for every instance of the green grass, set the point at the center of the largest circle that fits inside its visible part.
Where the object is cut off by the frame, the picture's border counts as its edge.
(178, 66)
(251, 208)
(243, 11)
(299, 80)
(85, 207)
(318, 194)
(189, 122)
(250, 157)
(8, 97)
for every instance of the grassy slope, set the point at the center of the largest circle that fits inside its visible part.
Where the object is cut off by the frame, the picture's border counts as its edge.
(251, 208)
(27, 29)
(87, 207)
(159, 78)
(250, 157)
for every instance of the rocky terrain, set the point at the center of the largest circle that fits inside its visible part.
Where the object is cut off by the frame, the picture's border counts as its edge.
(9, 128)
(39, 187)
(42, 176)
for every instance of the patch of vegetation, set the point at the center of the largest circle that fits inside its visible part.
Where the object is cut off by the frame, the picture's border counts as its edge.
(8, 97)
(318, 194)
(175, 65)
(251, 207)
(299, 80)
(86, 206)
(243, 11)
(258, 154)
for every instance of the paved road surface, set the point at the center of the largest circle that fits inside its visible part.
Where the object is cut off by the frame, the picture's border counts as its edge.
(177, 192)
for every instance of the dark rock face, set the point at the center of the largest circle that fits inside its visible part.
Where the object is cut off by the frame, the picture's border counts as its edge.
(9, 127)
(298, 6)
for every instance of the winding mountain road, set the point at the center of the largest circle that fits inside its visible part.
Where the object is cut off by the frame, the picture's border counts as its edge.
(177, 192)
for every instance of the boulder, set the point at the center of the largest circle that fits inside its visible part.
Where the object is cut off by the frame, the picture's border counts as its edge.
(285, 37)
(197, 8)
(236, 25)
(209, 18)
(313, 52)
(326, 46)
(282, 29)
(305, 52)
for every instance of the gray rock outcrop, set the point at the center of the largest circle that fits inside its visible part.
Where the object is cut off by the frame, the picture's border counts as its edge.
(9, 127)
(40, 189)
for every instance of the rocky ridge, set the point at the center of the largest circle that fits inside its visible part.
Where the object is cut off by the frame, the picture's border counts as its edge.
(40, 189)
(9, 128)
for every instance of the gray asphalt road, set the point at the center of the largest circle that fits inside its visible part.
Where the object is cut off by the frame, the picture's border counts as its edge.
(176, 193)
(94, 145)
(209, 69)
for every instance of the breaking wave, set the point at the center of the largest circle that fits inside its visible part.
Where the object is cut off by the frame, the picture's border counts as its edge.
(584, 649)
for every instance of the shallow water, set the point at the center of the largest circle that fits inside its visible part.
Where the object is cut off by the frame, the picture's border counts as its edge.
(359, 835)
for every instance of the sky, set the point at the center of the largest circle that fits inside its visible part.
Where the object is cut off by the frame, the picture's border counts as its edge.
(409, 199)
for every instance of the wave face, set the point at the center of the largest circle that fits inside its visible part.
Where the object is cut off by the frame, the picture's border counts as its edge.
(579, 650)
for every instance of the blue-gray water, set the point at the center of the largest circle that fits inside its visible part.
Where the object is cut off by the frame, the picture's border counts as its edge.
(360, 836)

Directions -
Could you recast all the lines above as a two-column CSV with the headers text and answer, giving one row for each text and its answer, with each in a single quoted field and any line breaks replaced by spaces?

Output for this exercise -
text,answer
"for every instance of the green grass, set the point at the center of the largest circle that fits inside its visible part. Where the object is cut off by the frame, the picture's border counts as its edge.","(178, 66) (251, 208) (243, 11) (299, 80) (85, 207) (318, 194) (189, 122) (250, 157) (8, 97)"
"for every instance of the grassy slope, set the point at the center of the largest circle that fits inside its visible part. Where the object is cut off by the frame, the picture's border counts as its edge.","(251, 208) (27, 29) (87, 207) (159, 78) (250, 157)"
"for every instance of the rocky terrain, set the point at the center of the largest circle that fits inside its visible part. Where the object is cut off by the frame, the picture's border counts as its edge.","(9, 128) (39, 187) (42, 176)"
"for every instance of the patch of vegetation, set the point at the center of the largest circle that fits inside its visible part. Where the object is cut off by the frame, the picture's border counts as its edge.","(8, 97) (318, 194) (175, 65) (251, 207) (299, 80) (86, 206) (243, 11) (258, 154)"
"for every instance of the paved road surface, set the point at the center of the largest circle that fits inside its visible part. Where the object is cut off by the frame, the picture's border counts as its edge.","(177, 192)"
"for every instance of the dark rock face, set the point at the center of the largest circle that fits inside its visible part. Where the object is cut off by the frame, the picture's border counts as its edge.","(9, 127) (298, 6)"
"for every instance of the winding mountain road, set the point at the center of the largest circle that fits inside its visible part. Where the object is cut off by the frame, the picture's border counts as its edge.","(177, 192)"
"for every instance of the boulder, set the point at the center of the largest circle that fits inside its visible part. Where the object is cut off by the frame, the picture's border counts as its edge.","(285, 37) (197, 8) (236, 25) (209, 18) (313, 52) (326, 46) (282, 29) (305, 52)"
"for every instance of the gray rock outcrop, set the point at the center of the largest circle that fits inside its visible part. Where the object is cut off by the frame, the picture's border counts as its edge.","(9, 127) (40, 189)"
"for every instance of the rocky ridge, set the point at the center of the largest circle that fits inside its visible part. Where the object is cut off by the frame, the picture's border counts as its edge.","(40, 189) (9, 128)"
"for every instance of the gray asphalt road, set the point at the center of the largest circle that fits inside its visible part. Where the object is cut off by the frame, the picture's border counts as its edge.","(176, 193) (94, 145) (209, 69)"
"for every instance of the breaking wave, set the point at the center of the largest circle that fits inside its visible part. Where the object is cut off by the frame, the picture's border counts as its edge.","(584, 649)"
"for every instance of the shallow water, set the point at the center of the largest circle that fits inside its visible part. Where the object is cut off by the frame, the picture's border counts as its edge.","(359, 835)"
"for every instance of the sky, set the point at the center of the largest circle that fits inside its visible part. Where the object is cut off by the frame, the picture's border counts as its edge.","(409, 199)"
"for every instance of the wave face, set the point at the center of the largest circle that fits inside its visible part. Where the object is cut off by the frame, the picture's border counts as its edge.","(579, 650)"
"for every instance of the blue-gray water, set the point at the center of the largest circle that fits inside its visible part. Where the object is cut off by the frame, the picture's border counts as its edge.","(360, 836)"